→ Short problem
Retype the lines from the one holding "beach | locate" through the end of the data, with both ends included, and leave out the pictures.

(Image box annotation data)
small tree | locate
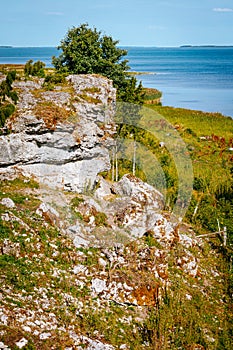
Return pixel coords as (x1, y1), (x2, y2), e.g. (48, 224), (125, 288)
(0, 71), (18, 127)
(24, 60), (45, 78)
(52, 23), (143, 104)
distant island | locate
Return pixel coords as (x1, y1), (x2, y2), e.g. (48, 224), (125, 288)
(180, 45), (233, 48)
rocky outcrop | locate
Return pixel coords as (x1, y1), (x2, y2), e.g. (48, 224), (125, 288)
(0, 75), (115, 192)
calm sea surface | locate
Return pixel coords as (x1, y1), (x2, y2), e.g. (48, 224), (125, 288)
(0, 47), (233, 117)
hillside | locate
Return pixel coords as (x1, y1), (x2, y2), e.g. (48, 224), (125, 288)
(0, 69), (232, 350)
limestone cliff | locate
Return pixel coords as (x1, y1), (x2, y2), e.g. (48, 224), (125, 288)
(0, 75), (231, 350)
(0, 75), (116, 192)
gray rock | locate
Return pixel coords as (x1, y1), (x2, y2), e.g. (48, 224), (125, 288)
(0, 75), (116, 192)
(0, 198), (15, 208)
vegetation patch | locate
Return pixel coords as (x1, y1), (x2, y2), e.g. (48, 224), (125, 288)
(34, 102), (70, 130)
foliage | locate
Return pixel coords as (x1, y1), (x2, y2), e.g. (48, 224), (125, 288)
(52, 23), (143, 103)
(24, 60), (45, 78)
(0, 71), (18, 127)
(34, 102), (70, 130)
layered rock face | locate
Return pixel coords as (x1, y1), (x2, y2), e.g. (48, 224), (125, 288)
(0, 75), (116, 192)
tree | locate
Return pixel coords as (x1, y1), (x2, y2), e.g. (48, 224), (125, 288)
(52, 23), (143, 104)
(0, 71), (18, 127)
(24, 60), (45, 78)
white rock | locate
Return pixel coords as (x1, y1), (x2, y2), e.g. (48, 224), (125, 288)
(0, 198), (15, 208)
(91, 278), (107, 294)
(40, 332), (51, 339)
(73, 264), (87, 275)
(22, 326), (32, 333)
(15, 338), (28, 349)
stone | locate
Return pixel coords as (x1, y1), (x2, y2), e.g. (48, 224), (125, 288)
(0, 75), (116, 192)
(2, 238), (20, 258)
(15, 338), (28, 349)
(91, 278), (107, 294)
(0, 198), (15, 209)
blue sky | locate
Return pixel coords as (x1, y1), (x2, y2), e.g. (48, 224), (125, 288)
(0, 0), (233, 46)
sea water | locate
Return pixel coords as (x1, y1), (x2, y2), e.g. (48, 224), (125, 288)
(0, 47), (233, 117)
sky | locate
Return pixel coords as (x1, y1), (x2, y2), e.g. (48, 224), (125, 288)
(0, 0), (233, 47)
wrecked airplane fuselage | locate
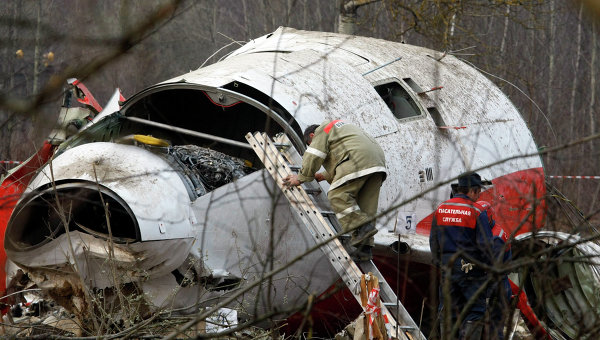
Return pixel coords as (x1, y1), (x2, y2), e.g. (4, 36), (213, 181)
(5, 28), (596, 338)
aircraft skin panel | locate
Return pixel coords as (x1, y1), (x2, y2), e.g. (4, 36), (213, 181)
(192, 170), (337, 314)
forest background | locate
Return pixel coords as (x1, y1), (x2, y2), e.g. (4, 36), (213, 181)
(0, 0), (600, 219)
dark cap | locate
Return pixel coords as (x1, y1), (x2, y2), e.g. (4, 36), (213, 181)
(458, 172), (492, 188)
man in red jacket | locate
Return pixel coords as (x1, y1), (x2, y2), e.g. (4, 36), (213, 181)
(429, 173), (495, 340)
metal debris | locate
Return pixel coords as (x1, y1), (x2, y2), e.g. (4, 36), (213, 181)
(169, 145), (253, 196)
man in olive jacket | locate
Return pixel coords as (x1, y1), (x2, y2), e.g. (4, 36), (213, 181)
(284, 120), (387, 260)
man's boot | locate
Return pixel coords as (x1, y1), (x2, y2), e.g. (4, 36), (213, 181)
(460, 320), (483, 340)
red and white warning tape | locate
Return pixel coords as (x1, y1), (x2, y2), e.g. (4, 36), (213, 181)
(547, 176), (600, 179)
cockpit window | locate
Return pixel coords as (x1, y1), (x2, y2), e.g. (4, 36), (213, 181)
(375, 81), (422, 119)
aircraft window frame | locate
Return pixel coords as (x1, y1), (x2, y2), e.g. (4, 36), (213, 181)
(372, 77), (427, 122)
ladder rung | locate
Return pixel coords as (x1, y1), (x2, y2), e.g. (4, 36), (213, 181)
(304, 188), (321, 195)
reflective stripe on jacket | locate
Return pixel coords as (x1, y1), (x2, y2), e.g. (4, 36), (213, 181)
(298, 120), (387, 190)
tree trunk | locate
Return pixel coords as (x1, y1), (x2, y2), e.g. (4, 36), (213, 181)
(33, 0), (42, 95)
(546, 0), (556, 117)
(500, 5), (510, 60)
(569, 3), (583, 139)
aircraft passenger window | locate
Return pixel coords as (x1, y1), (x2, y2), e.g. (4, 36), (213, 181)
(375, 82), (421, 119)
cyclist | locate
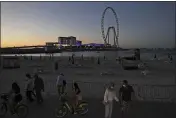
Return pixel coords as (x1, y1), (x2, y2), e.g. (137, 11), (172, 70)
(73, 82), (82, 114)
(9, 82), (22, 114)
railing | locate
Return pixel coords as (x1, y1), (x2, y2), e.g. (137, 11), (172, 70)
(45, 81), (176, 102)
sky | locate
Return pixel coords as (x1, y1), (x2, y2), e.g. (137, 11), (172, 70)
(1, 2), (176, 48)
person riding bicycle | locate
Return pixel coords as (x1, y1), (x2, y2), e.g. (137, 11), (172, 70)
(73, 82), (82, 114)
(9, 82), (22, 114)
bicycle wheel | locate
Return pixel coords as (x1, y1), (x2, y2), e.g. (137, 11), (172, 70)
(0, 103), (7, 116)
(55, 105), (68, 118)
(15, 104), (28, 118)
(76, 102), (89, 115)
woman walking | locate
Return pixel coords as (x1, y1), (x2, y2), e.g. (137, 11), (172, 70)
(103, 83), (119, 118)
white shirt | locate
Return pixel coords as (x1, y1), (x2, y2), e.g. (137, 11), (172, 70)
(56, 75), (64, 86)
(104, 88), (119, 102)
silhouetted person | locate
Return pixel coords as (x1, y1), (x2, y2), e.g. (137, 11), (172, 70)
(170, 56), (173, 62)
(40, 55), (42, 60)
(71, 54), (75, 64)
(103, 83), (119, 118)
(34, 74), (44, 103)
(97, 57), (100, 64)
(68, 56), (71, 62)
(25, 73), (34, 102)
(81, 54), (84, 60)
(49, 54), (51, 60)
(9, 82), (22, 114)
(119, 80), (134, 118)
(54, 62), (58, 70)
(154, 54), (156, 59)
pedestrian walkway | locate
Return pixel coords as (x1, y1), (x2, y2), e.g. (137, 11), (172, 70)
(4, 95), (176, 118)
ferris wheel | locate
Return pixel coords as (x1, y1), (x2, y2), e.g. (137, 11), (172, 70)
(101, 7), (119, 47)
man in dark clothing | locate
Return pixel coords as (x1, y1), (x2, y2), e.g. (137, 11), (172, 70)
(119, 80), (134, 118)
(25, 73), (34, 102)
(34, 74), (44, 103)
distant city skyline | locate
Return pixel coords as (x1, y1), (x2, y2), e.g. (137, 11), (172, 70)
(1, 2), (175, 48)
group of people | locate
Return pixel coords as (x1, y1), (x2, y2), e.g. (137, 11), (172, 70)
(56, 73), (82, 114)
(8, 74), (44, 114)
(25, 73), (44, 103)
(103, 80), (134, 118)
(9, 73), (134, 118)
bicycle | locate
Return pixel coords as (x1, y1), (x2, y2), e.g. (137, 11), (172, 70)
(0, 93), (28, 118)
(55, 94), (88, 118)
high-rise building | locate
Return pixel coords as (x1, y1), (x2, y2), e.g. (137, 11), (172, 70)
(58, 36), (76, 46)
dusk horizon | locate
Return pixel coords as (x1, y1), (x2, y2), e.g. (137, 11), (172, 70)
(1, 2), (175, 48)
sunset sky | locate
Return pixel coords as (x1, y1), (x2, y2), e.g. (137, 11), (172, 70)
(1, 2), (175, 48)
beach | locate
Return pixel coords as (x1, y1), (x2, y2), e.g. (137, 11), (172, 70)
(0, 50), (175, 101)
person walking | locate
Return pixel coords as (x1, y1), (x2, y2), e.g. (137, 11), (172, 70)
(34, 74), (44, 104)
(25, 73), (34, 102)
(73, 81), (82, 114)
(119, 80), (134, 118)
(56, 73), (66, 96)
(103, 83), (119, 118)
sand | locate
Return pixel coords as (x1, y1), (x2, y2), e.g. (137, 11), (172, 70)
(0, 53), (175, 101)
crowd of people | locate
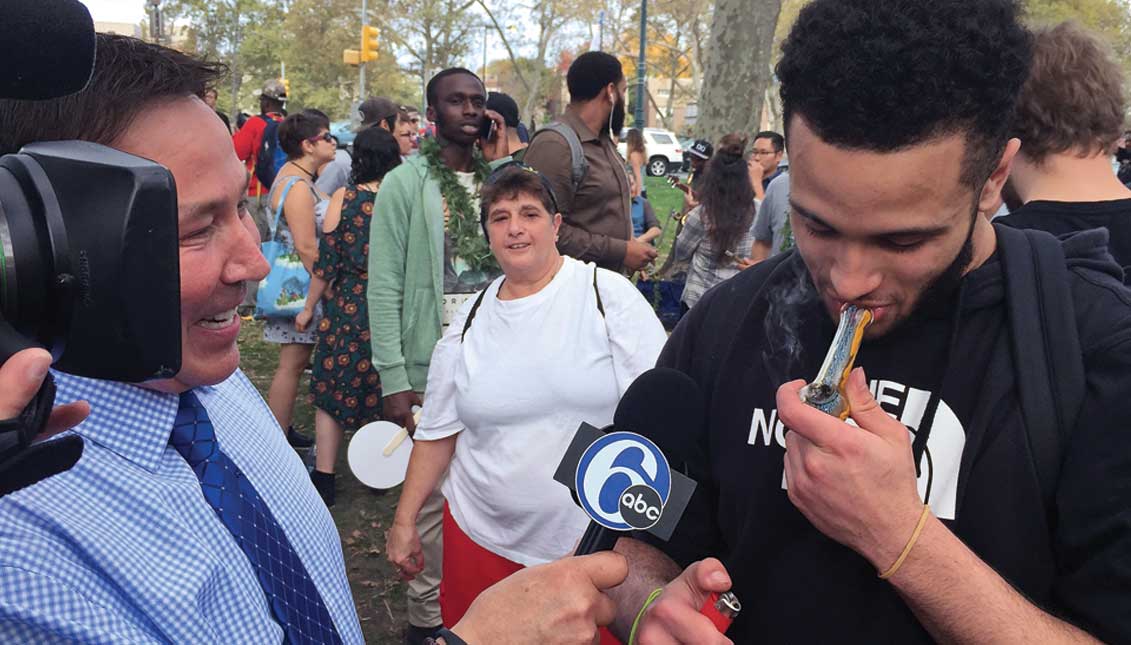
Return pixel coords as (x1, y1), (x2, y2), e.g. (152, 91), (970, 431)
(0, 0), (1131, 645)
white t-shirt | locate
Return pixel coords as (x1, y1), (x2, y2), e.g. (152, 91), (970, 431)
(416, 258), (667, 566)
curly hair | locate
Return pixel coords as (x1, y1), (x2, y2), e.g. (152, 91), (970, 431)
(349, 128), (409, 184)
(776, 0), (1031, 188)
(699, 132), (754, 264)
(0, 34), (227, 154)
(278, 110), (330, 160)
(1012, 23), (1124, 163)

→ Reply to the exercise
beach | locate
Return pixel coords as (x1, y1), (x2, y2), e.g. (137, 11), (172, 70)
(0, 50), (175, 101)
person walking | locate
Return pixel coords as (x1, y1), (x2, y2), e.g. (137, 11), (172, 70)
(34, 74), (44, 104)
(25, 73), (34, 102)
(73, 81), (82, 114)
(119, 80), (134, 118)
(56, 73), (66, 96)
(103, 83), (119, 118)
sand | locate
Return pixel coords as (x1, y1), (x2, y2), e.g. (137, 11), (172, 70)
(0, 53), (175, 101)
crowd of people | locate
Return pixel coords as (x1, y1), (x2, y2), e.g. (152, 91), (970, 431)
(0, 0), (1131, 645)
white t-shirt | locate
Return pixel coords as (x1, y1), (x2, y2), e.g. (152, 91), (970, 431)
(416, 258), (667, 566)
curly hair | locate
Return pixel coords as (x1, y1), (x2, y2), e.g. (152, 91), (970, 431)
(349, 128), (409, 184)
(776, 0), (1031, 188)
(699, 132), (754, 264)
(0, 34), (227, 154)
(278, 110), (330, 160)
(1012, 23), (1124, 163)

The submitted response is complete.